Contour labeling entries
* start *
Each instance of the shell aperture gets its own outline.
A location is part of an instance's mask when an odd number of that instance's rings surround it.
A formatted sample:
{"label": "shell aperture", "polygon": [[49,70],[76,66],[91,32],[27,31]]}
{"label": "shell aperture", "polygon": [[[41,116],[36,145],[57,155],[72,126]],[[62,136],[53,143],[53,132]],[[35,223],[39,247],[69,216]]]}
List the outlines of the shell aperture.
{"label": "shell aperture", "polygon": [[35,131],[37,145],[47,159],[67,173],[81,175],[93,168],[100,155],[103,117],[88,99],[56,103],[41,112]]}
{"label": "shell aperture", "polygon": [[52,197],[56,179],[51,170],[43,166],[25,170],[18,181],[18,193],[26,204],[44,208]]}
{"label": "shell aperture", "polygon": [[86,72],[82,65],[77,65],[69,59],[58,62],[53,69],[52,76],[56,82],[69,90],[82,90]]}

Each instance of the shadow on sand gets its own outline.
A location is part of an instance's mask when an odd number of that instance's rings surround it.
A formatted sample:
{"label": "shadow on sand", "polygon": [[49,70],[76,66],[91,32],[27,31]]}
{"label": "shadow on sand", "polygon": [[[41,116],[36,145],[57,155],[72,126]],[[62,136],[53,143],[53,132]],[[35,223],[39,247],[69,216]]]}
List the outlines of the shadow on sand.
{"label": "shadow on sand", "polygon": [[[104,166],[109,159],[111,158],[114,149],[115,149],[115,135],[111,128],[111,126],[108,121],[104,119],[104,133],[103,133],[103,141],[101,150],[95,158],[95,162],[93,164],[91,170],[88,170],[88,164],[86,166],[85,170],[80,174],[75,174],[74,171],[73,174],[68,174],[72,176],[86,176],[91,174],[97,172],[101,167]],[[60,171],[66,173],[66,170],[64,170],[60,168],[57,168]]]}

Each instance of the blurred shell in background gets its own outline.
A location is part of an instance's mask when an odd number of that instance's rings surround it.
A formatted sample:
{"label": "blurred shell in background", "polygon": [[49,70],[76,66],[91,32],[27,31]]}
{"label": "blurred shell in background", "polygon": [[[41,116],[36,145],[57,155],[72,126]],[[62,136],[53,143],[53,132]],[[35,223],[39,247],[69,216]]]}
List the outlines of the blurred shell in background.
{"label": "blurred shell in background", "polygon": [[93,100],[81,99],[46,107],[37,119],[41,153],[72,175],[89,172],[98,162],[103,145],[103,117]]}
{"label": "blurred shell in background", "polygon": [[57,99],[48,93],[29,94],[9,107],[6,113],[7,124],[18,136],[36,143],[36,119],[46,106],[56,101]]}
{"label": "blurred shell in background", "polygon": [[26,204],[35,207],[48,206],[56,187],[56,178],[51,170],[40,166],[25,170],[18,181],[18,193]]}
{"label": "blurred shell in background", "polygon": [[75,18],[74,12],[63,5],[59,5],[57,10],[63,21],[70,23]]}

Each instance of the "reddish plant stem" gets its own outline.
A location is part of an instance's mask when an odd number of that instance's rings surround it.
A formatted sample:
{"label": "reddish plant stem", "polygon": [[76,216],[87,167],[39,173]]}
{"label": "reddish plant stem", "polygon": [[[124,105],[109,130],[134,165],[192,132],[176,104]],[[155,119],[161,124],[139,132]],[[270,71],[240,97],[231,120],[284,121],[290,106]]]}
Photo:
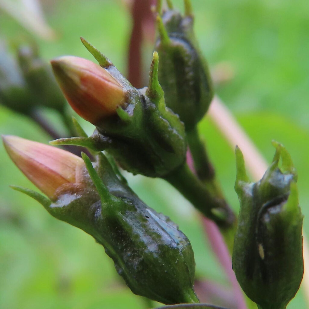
* end *
→ Objective: Copy word for word the stretch of material from its first line through the line containing "List the outlines of the shell aperture.", including both ends, and nothing more.

→ Written solution:
Each instance of the shell aperture gets its own outline.
A location is part of an instance's mask when an odd number of that instance's rings surround it.
A formatted sample:
{"label": "shell aperture", "polygon": [[49,70],[76,66],[91,32],[27,31]]}
{"label": "shell aperture", "polygon": [[[41,116],[36,145],[57,155],[72,126]],[[62,136],[53,143],[53,132]],[[35,223],[39,247],[69,216]]]}
List the outlines of the shell aperture.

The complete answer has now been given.